Excerpt:
>> Begin

InitCap¶
Overview¶
InitCap is a Spark Catalyst expression that converts the first character of each word in a string to uppercase and the remaining characters to lowercase. It implements proper word capitalization logic with support for different string collations and can optionally use ICU (International Components for Unicode) libraries for more accurate case mappings.
Syntax¶
// DataFrame API
import org.apache.spark.sql.functions.initcap
df.select(initcap(col("column_name")))
Arguments¶
| Argument | Type | Description |
|---|---|---|
| str | String | The input string to be converted to initial capitalization format |
Return Type¶
Returns the same StringType as the input, preserving the original collation settings.

>> End

Requests:
(a) According to the InitCap page, what type does the expression return?
(b) Carry on the InitCap page from the point where it stops.

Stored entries
>> Begin

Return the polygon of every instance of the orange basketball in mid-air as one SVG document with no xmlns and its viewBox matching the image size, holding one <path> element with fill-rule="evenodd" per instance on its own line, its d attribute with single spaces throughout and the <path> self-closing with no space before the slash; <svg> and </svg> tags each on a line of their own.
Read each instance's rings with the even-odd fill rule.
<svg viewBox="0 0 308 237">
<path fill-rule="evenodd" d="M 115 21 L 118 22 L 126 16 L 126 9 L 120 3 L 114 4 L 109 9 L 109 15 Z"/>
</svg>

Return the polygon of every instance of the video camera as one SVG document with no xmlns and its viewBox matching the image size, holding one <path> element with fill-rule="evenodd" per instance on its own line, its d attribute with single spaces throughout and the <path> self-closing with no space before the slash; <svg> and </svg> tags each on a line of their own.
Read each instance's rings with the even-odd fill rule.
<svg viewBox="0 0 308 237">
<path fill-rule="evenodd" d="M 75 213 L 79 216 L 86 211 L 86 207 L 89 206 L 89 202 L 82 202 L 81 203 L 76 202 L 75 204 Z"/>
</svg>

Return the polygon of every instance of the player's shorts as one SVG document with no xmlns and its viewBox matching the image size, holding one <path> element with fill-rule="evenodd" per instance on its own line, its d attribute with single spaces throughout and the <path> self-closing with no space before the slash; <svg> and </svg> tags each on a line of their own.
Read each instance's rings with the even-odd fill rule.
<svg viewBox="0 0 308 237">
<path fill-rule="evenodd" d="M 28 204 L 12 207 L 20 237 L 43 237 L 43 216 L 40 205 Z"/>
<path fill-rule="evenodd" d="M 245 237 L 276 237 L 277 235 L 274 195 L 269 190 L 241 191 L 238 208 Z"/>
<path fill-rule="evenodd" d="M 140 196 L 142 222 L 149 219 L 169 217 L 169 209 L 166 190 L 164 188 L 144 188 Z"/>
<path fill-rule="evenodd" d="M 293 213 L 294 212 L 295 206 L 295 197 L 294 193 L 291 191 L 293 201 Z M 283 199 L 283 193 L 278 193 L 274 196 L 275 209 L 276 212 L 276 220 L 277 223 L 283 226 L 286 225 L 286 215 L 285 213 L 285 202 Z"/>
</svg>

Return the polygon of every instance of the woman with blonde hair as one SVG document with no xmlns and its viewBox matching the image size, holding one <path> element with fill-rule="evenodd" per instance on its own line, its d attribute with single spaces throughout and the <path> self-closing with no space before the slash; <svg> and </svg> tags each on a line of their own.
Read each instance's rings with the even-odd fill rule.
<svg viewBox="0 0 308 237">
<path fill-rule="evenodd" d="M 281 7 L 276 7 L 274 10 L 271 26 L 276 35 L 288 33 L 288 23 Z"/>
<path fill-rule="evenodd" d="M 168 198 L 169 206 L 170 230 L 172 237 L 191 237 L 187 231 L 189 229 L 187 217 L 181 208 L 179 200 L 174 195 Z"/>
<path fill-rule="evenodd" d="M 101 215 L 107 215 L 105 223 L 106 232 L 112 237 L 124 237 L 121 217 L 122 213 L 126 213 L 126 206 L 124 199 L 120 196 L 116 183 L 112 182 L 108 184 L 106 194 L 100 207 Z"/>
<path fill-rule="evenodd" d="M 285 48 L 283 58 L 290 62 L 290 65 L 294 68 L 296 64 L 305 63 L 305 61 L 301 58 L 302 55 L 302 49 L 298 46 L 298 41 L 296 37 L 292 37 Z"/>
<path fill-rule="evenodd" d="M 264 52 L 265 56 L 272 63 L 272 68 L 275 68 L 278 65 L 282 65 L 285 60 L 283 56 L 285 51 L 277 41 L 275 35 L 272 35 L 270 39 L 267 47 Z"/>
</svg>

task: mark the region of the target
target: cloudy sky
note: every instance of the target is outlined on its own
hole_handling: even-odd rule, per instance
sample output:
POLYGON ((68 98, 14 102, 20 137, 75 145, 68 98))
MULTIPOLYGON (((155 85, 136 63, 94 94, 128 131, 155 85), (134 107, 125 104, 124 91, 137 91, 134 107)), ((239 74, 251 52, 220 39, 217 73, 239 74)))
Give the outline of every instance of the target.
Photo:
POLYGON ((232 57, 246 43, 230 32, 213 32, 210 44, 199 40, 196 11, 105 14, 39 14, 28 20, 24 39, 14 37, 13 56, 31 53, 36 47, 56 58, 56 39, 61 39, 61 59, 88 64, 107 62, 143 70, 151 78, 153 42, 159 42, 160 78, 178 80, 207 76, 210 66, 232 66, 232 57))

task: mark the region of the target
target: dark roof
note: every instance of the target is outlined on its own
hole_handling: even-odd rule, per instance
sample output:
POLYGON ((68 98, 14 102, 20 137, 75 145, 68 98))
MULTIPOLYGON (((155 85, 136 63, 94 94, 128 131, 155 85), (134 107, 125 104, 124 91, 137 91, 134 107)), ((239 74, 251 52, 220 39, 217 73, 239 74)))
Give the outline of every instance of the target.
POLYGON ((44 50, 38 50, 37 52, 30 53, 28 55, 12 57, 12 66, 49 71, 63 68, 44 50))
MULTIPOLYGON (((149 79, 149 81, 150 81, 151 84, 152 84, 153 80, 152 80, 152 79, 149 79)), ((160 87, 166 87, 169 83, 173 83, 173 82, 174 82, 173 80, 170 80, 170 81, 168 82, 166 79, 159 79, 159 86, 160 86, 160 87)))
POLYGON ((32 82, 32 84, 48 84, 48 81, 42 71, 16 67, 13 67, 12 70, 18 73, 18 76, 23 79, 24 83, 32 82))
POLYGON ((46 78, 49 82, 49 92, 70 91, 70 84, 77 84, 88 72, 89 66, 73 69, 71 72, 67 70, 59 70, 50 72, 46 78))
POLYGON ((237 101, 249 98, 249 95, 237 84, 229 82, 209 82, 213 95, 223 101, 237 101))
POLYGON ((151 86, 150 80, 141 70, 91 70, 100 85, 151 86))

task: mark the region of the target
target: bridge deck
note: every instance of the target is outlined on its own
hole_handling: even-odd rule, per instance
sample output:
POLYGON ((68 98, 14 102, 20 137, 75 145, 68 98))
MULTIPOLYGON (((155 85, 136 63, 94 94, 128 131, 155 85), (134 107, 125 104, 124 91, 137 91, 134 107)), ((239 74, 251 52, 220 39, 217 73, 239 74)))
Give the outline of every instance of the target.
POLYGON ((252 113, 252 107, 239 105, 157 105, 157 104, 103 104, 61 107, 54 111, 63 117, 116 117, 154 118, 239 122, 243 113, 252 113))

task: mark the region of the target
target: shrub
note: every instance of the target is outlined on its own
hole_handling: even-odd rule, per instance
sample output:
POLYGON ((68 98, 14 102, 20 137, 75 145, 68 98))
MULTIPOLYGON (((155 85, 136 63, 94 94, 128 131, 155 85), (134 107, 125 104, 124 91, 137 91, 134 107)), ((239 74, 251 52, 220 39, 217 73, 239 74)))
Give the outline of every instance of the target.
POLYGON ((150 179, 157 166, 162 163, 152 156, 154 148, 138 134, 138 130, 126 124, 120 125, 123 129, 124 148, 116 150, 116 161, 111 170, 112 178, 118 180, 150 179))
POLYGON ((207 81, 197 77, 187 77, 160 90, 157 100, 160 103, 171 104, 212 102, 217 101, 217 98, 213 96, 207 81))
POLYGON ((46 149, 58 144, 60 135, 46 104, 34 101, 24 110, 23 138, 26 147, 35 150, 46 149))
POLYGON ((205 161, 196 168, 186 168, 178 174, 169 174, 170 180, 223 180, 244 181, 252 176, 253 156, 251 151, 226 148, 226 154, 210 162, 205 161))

>> End
>> Begin

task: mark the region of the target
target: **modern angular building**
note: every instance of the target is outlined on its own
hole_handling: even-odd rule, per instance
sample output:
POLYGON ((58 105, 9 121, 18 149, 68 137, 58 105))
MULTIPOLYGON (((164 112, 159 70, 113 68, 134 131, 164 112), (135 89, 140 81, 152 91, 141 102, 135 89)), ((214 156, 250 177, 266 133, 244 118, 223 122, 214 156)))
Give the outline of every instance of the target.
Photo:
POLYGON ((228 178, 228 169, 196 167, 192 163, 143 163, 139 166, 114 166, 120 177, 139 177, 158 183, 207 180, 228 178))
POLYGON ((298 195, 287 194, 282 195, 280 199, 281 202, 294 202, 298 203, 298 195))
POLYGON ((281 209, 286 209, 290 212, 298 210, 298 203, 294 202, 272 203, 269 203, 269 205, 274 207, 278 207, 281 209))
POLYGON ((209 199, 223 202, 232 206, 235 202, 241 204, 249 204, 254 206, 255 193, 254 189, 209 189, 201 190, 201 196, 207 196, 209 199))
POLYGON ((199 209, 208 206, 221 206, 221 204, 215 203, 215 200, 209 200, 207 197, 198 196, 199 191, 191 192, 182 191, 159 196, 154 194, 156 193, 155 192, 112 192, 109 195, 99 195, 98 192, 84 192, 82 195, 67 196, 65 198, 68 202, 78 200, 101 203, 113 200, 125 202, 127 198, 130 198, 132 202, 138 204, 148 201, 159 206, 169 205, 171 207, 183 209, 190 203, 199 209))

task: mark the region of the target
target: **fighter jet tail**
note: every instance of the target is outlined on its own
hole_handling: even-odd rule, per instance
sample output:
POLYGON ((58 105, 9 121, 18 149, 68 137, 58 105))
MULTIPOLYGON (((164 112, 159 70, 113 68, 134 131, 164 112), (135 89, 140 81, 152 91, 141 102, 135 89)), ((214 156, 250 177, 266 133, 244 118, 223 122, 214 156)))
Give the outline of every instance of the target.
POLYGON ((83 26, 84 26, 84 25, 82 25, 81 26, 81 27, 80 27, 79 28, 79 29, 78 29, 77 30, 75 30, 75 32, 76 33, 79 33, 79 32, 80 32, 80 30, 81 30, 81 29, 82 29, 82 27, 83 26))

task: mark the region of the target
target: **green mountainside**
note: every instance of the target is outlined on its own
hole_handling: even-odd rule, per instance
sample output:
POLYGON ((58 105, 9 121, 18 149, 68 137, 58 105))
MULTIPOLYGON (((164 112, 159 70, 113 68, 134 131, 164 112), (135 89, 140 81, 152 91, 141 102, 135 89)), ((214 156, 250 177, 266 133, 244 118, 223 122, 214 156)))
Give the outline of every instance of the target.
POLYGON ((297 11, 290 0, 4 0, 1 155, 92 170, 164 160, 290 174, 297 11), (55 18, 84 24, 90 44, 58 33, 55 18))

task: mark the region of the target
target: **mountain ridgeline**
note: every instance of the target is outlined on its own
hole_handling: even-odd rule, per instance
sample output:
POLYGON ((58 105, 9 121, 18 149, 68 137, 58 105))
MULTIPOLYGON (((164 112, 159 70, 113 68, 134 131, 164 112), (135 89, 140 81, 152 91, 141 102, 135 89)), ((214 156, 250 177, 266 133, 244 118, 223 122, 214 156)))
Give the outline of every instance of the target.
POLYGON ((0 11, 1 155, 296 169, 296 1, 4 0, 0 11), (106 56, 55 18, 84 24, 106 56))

>> End

The responses:
(a) It returns the same StringType as the input, keeping the original collation settings.

(b)
Supported Data Types¶
- StringType with any collation that supports trim operations
- Maintains collation compatibility between input and output
Algorithm¶
- Extracts the collation ID from the input StringType to maintain collation consistency
- Checks the ICU_CASE_MAPPINGS_ENABLED configuration to determine whether to use ICU or JVM case mappings
- Delegates the actual capitalization logic to CollationSupport.InitCap.exec() which handles word boundary detection
- Preserves the original string's collation properties in the result
- Uses null-safe evaluation to handle null inputs appropriately
Partitioning Behavior¶
How this expression affects partitioning:
- Preserves partitioning as it's a deterministic row-level transformation
- Does not require shuffle operations
- Can be safely used in partitioned operations without affecting data distribution
Edge Cases¶
- Null handling: Returns null when input is null (null-intolerant behavior)
- Empty string: Returns empty string unchanged
- Single character: Converts single character to uppercase if it's a letter
- Non-alphabetic characters: Preserves numbers, punctuation, and symbols unchanged
- Unicode handling: Behavior depends on ICU configuration - ICU provides more accurate Unicode case mappings than JVM defaults
- Collation sensitivity: Respects the input string's collation settings for case conversion rules
Code Generation¶
This expression supports Tungsten code generation through the doGenCode method. It uses defineCodeGen with CollationSupport.InitCap.genCode() to generate optimized bytecode, avoiding interpreted mode execution for better performance in tight loops.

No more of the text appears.